A Santa Missa é o coração da fé católica. É o Sacrifício de Cristo renovado de forma incruenta no altar – a fonte e o ápice da vida cristã. No entanto, ao longo da história, a celebração da Missa passou por diversas reformas litúrgicas. Uma das mais significativas ocorreu no século XX, alterando profundamente várias partes do rito, especialmente o Ofertório.
Mas qual era o significado profundo do Ofertório tradicional? Quais orações foram suprimidas e por quê? E, acima de tudo, o que perdemos em termos teológicos e espirituais?
Este artigo busca responder a essas perguntas, redescobrindo o Ofertório tradicional e sua importância na compreensão do Sacrifício Eucarístico.
1. O Antigo Ofertório: Um Rito de Profunda Teologia Sacrificial
Antes da reforma litúrgica do século XX, o Ofertório na Missa Tridentina (também chamada Missa de São Pio V) era repleto de orações que enfatizavam o caráter sacrificial da Eucaristia. Nesse momento da Missa, o sacerdote oferecia a Deus o pão e o vinho, que mais tarde seriam transformados no Corpo e no Sangue de Cristo. Embora a Consagração ainda não tivesse ocorrido, as orações do Ofertório já apontavam para a realidade do Sacrifício de Cristo na Cruz.
Algumas das orações mais significativas eram:
a) Suscipe, Sancte Pater
«Aceitai, ó Pai Santo, Deus onipotente e eterno, esta Hóstia imaculada que eu, vosso indigno servo, vos ofereço, a vós, meu Deus vivo e verdadeiro, pelos meus incontáveis pecados, ofensas e negligências, e por todos os que estão aqui presentes, assim como por todos os fiéis cristãos, vivos e defuntos, para que me seja útil a mim e a eles para a salvação e para a vida eterna. Amém.»
Esta oração expressa uma teologia clara: a Missa é um Sacrifício oferecido a Deus, no qual o sacerdote não age apenas como um “presidente da assembleia”, mas como um mediador entre Deus e os homens, oferecendo o Sacrifício em nome de todos.
b) Offerimus tibi, Domine
«Oferecemos-vos, Senhor, o cálice da salvação e suplicamos a vossa clemência, para que suba com suave odor à vossa divina presença, para nossa salvação e para a do mundo inteiro. Amém.»
Aqui, enfatiza-se o caráter expiatório do Sacrifício da Missa. Não se trata apenas de uma recordação, mas de uma oferta real e eficaz, que intercede pela salvação do mundo.
c) In spiritu humilitatis
«Com espírito de humildade e coração contrito, sejamos por vós recebidos, Senhor, e que nosso Sacrifício se realize hoje de tal maneira na vossa presença, que vos seja agradável, Senhor Deus nosso.»
Esta oração nos lembra que devemos nos apresentar diante de Deus com humildade. O sacerdote se prostra espiritualmente diante da majestade divina, reconhecendo sua indignidade e pedindo que o Sacrifício seja aceito.
d) Veni, Sanctificator
«Vinde, santificador, Deus onipotente e eterno, e abençoai este Sacrifício preparado para a glória do vosso santo Nome.»

* Itens apresentados
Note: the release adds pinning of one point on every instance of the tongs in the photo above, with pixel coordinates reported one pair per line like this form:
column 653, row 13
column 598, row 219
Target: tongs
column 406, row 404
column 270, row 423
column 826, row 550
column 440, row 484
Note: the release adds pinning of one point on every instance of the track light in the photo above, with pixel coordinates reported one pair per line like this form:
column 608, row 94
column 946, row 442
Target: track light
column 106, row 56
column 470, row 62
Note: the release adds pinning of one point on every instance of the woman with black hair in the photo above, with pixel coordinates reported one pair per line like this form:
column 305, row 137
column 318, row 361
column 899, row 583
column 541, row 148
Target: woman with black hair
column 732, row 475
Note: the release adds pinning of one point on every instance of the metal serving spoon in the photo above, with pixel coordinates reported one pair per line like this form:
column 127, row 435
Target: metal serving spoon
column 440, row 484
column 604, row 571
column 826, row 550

* Enunciado 1
Relacione os títulos em latim de todas as orações do Ofertório tradicional que o texto sobre o Ofertório cita.
* Enunciado 2
Redija a continuação do texto sobre o Ofertório tradicional a partir do ponto em que ele termina.

* Resultado final 1
- Suscipe, Sancte Pater
- Offerimus tibi, Domine
- In spiritu humilitatis
- Veni, Sanctificator

* Resultado final 2
Uma invocação ao Espírito Santo para pedir a santificação do Sacrifício, mostrando a ação conjunta do Pai, do Filho e do Espírito Santo na Liturgia.
2. Por Que Essas Orações Foram Suprimidas?
Com a reforma litúrgica pós-Concílio Vaticano II, promulgada em 1969 pelo Papa São Paulo VI, o Ofertório tradicional foi eliminado e substituído por orações mais curtas e menos explícitas em sua linguagem sacrificial. Foram introduzidas as seguintes fórmulas, inspiradas em bênçãos judaicas:
- Bendito sois Vós, Senhor, Deus do universo, pelo pão que recebemos de Vossa bondade, fruto da terra e do trabalho humano…
- Bendito sois Vós, Senhor, Deus do universo, pelo vinho que recebemos de Vossa bondade, fruto da videira e do trabalho humano…
Essas orações adotam uma abordagem mais horizontal, enfatizando a gratidão e a participação comunitária, enquanto omitem a referência ao Sacrifício expiatório de Cristo.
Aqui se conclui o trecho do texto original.